***** Records supplied
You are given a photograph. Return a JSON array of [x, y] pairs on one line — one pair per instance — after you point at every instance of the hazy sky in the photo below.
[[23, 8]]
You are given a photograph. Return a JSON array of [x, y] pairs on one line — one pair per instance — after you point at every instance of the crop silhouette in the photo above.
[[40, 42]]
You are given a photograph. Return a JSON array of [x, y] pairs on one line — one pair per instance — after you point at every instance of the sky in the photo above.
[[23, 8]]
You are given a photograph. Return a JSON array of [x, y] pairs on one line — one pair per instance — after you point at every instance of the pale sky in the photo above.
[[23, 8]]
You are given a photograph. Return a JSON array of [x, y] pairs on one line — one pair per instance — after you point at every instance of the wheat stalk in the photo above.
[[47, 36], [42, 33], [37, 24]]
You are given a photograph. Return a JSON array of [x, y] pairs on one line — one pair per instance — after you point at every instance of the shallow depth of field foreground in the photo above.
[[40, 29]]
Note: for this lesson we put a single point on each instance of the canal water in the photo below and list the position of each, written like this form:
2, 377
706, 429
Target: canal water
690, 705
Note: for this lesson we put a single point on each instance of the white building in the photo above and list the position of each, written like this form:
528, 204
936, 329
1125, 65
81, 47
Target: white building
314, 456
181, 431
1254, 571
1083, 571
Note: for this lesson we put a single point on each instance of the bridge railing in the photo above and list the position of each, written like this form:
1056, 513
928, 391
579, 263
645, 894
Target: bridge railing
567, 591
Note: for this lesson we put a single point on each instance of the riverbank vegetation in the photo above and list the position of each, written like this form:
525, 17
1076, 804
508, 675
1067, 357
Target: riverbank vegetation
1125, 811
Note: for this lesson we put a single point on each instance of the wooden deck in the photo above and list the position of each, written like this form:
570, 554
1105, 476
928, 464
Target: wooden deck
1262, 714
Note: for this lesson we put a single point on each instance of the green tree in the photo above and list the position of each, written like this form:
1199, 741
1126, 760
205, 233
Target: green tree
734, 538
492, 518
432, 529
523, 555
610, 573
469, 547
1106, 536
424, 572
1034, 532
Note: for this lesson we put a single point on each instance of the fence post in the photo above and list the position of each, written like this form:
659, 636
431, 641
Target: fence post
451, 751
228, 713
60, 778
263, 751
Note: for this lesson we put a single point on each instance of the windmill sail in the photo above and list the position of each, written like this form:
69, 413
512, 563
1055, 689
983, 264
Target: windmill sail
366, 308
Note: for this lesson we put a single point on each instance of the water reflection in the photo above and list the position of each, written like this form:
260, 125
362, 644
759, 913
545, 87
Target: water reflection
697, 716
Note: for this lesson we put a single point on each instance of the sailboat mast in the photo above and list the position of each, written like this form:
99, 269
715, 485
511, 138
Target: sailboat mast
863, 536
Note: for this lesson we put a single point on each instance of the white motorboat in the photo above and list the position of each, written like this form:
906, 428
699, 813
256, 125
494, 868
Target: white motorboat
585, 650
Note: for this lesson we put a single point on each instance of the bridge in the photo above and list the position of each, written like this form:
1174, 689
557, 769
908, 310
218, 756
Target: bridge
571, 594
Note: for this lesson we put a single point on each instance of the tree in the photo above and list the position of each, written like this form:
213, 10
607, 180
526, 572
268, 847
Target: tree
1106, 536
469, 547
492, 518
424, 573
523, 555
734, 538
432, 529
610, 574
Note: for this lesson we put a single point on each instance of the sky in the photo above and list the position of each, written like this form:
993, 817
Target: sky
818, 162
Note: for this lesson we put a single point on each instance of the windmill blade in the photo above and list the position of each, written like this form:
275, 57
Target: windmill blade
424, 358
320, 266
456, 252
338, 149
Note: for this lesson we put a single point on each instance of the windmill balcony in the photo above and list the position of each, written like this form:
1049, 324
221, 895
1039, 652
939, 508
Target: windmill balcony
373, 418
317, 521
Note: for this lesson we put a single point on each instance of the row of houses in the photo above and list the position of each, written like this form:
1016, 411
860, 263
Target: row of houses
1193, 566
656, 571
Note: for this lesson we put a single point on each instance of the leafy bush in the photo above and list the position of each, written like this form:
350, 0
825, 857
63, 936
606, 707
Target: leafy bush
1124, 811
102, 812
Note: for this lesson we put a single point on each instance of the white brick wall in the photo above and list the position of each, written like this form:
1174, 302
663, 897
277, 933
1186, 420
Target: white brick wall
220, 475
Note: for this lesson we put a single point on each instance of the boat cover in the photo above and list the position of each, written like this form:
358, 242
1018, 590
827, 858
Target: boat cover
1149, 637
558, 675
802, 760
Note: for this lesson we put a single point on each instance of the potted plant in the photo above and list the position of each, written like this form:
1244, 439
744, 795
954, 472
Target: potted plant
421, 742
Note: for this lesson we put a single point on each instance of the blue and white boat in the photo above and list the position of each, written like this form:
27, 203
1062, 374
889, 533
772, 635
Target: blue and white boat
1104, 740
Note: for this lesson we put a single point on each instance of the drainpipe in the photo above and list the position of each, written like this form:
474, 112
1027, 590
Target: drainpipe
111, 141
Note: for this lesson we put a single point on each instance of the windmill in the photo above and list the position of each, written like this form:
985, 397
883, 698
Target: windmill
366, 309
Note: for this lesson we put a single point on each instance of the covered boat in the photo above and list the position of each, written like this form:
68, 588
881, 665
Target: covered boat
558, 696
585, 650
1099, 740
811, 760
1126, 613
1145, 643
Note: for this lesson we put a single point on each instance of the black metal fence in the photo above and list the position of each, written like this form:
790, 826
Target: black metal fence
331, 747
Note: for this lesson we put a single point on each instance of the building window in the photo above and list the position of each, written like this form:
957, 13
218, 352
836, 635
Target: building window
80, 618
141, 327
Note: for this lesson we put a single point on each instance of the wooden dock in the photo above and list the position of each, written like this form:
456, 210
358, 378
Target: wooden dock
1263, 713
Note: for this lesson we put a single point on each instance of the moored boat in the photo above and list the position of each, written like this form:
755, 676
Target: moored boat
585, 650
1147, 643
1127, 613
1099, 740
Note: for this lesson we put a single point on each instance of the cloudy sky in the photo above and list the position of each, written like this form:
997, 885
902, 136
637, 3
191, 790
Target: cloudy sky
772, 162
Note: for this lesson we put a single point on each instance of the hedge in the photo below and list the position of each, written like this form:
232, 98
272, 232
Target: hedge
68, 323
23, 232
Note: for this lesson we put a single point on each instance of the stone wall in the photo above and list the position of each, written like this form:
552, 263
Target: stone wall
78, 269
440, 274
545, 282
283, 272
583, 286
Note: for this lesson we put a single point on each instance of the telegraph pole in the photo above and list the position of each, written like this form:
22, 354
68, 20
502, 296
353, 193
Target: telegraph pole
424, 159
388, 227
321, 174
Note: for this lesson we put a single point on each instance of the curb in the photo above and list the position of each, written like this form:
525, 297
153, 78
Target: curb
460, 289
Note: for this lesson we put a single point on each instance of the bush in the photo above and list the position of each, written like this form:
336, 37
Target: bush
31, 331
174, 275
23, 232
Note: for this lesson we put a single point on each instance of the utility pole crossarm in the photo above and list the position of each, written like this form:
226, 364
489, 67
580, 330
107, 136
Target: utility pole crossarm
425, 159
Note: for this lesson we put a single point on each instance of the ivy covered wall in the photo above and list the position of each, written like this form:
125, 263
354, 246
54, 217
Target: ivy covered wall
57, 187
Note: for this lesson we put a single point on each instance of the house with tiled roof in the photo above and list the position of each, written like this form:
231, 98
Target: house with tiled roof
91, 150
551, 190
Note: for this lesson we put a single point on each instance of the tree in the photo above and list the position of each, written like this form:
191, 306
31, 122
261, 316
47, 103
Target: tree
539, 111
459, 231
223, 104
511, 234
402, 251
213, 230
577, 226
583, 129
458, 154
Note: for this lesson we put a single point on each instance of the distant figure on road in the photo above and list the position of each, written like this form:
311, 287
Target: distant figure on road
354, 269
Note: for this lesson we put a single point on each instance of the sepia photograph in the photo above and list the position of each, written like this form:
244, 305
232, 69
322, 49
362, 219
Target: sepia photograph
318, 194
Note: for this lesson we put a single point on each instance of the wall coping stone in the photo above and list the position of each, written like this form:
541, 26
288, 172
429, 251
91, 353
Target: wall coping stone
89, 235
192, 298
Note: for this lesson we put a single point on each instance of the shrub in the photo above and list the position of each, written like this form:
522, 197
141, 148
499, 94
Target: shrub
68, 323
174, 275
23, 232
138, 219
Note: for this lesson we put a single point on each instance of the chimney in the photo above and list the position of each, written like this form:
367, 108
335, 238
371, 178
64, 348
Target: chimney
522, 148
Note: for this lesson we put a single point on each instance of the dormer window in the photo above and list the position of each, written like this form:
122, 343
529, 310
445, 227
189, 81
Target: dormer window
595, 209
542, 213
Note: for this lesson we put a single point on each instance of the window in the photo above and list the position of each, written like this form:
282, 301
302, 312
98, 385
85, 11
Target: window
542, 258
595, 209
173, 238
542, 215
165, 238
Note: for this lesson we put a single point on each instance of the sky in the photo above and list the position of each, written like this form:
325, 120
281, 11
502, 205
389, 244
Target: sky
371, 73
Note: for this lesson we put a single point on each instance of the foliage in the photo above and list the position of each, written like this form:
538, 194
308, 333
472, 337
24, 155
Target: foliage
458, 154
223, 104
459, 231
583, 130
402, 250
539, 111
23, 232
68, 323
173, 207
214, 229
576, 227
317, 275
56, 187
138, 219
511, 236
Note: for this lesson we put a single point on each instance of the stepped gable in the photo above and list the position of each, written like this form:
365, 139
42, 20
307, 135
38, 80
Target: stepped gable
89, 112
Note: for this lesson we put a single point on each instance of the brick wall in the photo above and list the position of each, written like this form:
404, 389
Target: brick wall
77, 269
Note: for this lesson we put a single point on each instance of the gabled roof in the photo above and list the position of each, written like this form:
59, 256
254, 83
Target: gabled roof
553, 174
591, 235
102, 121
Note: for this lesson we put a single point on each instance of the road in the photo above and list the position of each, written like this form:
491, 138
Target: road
**********
• Required work:
Only the lines from the one containing "Target: gabled roof" through the final line of the data belong in the answer, repeated exactly.

• Result of the exercise:
Target: gabled roof
553, 174
591, 235
102, 121
Note: for this lesson we put a single point on each instance of the road in the photo above and list the position of each, written like this form:
491, 138
Target: road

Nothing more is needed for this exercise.